Source records

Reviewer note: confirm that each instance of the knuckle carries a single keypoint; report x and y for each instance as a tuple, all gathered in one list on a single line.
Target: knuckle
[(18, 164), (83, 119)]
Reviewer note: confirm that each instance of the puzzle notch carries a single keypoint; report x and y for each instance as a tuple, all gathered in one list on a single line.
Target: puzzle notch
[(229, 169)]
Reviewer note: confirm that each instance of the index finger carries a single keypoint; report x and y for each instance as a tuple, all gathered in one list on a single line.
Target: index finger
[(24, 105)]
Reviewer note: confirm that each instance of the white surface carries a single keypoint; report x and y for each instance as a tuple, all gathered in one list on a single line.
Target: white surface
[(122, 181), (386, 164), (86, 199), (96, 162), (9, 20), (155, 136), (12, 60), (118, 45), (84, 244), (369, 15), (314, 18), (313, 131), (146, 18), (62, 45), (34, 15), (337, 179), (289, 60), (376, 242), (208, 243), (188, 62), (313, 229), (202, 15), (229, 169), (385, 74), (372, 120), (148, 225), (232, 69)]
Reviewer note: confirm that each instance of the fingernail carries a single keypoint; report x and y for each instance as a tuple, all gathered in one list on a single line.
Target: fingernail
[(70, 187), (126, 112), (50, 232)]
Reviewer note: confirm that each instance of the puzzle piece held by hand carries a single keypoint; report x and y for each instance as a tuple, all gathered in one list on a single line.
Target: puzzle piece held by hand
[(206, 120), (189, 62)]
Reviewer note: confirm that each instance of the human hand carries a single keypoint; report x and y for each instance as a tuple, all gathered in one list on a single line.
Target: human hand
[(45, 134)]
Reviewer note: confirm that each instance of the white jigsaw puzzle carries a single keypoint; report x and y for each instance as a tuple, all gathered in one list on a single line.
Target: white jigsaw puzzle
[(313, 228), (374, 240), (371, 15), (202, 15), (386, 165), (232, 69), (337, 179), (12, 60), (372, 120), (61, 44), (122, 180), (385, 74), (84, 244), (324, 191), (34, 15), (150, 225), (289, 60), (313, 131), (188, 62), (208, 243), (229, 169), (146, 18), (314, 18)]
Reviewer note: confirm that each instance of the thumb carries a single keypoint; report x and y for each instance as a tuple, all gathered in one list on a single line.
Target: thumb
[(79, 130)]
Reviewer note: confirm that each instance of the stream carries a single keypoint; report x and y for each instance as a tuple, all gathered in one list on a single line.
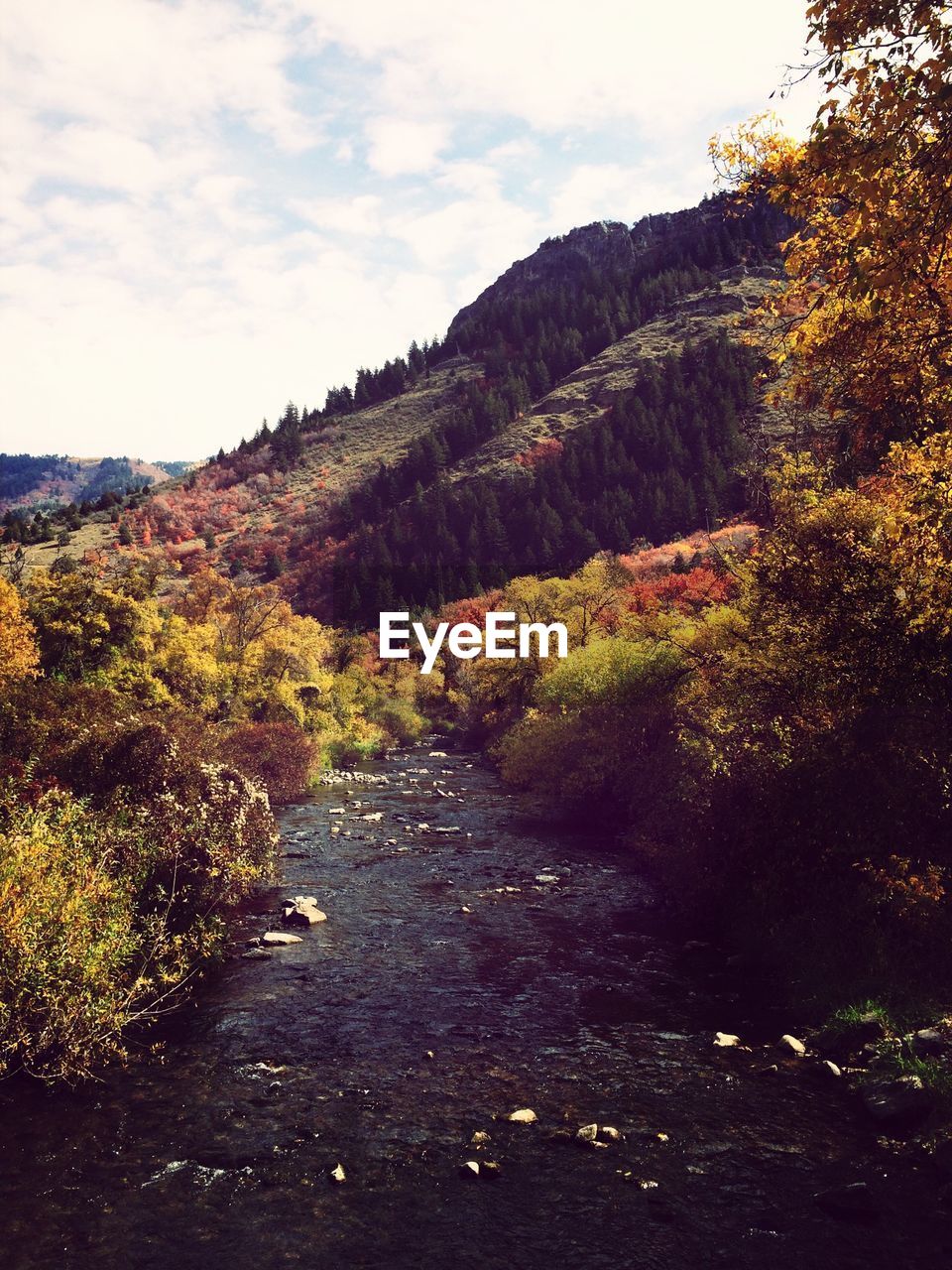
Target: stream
[(403, 1025)]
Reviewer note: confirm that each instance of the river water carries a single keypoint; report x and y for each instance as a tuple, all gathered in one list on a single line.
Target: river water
[(403, 1025)]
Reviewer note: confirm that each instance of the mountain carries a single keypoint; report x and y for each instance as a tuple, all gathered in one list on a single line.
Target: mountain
[(41, 483), (595, 397)]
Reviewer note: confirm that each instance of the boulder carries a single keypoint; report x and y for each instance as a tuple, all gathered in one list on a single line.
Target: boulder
[(897, 1102), (929, 1043), (841, 1039), (302, 911), (791, 1046), (853, 1202), (278, 939)]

▶ [Given task] Rescale the items from the line with "Reviewer note: confirm that each instance of the mountain" up to and including the line with "[(41, 483), (595, 397)]". Write all those lines out again with the requests unchanged, multiplying every coordinate in the answers by 2.5 and rounding to whole numbers, with halves rounded up.

▶ [Result for this exercise]
Reviewer note: confirm that each instance of the mountain carries a single keypoint; report x and y for each instance as a tuple, all gathered in one list on a single line.
Target: mountain
[(103, 1208), (1488, 993)]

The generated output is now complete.